▶ [PROBLEMS]
• a. Answer these from the essay on why the writer works in product:
(i) Which zone covers work you are great at but that drains you?
(ii) What three materials are named as part of the father's building materials business?
(iii) What two benefits did the father give for buying tires in bulk?
• b. Extend the essay on why the writer works in product, picking up after its final line.
──────── DOCUMENT EXTRACT ────────
Why Product? The Answer I've Been Building Toward Since I Was 8
Product management is famously about asking “why.” It is a bit ironic, then, that it took me years to honestly answer why I am in product.
A few weeks ago I came across the Zone of Genius framework. Four zones:
- Zone of Genius: what you are great at and what gives you energy.
- Zone of Excellence: great at it, but it drains you.
- Zone of Curiosity: not great yet, but it energizes you.
- Zone of Incompetence: bad at it, and it costs you energy.

The framework's point is simple: skill alone is not the signal. Energy is the second axis. A lot of people spend their careers in Zone of Excellence, competent and slowly burning out, mistaking “I am good at this” for “this is where I belong.”
When I mapped my own work against these four zones, I landed in Genius. But what surprised me was how clearly I could trace it back.
The 4AM Education
My father ran a building materials business. Cement, sand, steel, the unsexy infrastructure that makes construction possible. I was tagging along to job sites at 4AM before I understood what a job site was.
I was full of questions. I remember asking him once why he always tried to make sure the trucks came back with a full load, even from states away. He told me an empty truck bed was wasted capacity, wasted fuel, wasted money. Every return trip was an opportunity.
I remember asking him why he bought tires in bulk. He explained that buying in volume meant better unit prices and fewer emergency purchases when something broke down at the wrong time. You paid less and you never got caught unprepared. That was my first lesson in unit economics, and I did not know that is what it was called until years later.
I remember watching him check expenses against receipts, never approving handwritten invoices or unknown vendors. There was a rigor to it. A standard. You did not let a number into the books without verifying it.
I did not know what financial controls were then. I just knew my father did not take things at face value.
The CRT Monitor in the Corner

That is me. And that is the CRT monitor in the corner of my home.
The balloon shooting game. Claw. Prince of Persia. These games existed because that machine existed. That machine existed because my father needed it. And somewhere in that chain, without any grand intention, I developed a love for technology. Not because I was taking things apart to understand how they worked. Because an archer was shooting balloons on a screen and I could not stop playing.
That is not the origin story most people tell about their passion for technology. It is mine.
──────── SOURCE MATERIAL ────────
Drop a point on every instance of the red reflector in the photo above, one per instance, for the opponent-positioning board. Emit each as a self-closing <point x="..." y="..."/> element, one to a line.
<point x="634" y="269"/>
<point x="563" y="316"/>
────────
▶ [THE REPLIES]
• a.
(i) The Zone of Excellence.
(ii) Cement, sand, and steel.
(iii) Better unit prices, and fewer emergency purchases when something broke down at the wrong time.

• b.
2012
Somewhere around 2012 and 2013, my father's business took a hit. I was old enough to understand what was happening but young enough that nobody sat me down and explained it. I understood it from watching. The subtle lifestyle changes you notice before anyone names them. Some decisions had not worked out, and it was not just the business that absorbed the consequences. It was us. It was the workers he had to let go. I did not have the word “layoff” then. I have it now.
But he recovered. And watching that full arc: the decision, the cost, the people affected, and then the climb back, taught me something that no classroom or job could have.
Bad decisions do not just show up in financial reports. They show up in people's lives. And recoveries are possible, but they cost more than they should have.
For years I told myself I loved product because of the intersection of business and technology. That was true, but it was incomplete.
The Zone of Genius Answer
I am in product because I am genuinely good at it: the discovery, the frameworks, the cross-functional collaboration (I am an extrovert, yes, you guessed that). But I am also in it because it gives me energy in a way that traces directly back to that period.
Product management is the discipline of making sure a business has the right information to make better decisions. That is not abstract to me. I have seen what the alternative looks like.
The true “why” was never just the business, and it was never just the technology. It was witnessing firsthand what happens to real lives when a business lacks the right data at the critical moment, and deciding, quietly, to become the person who makes sure it never happens again.
That is why I am in product.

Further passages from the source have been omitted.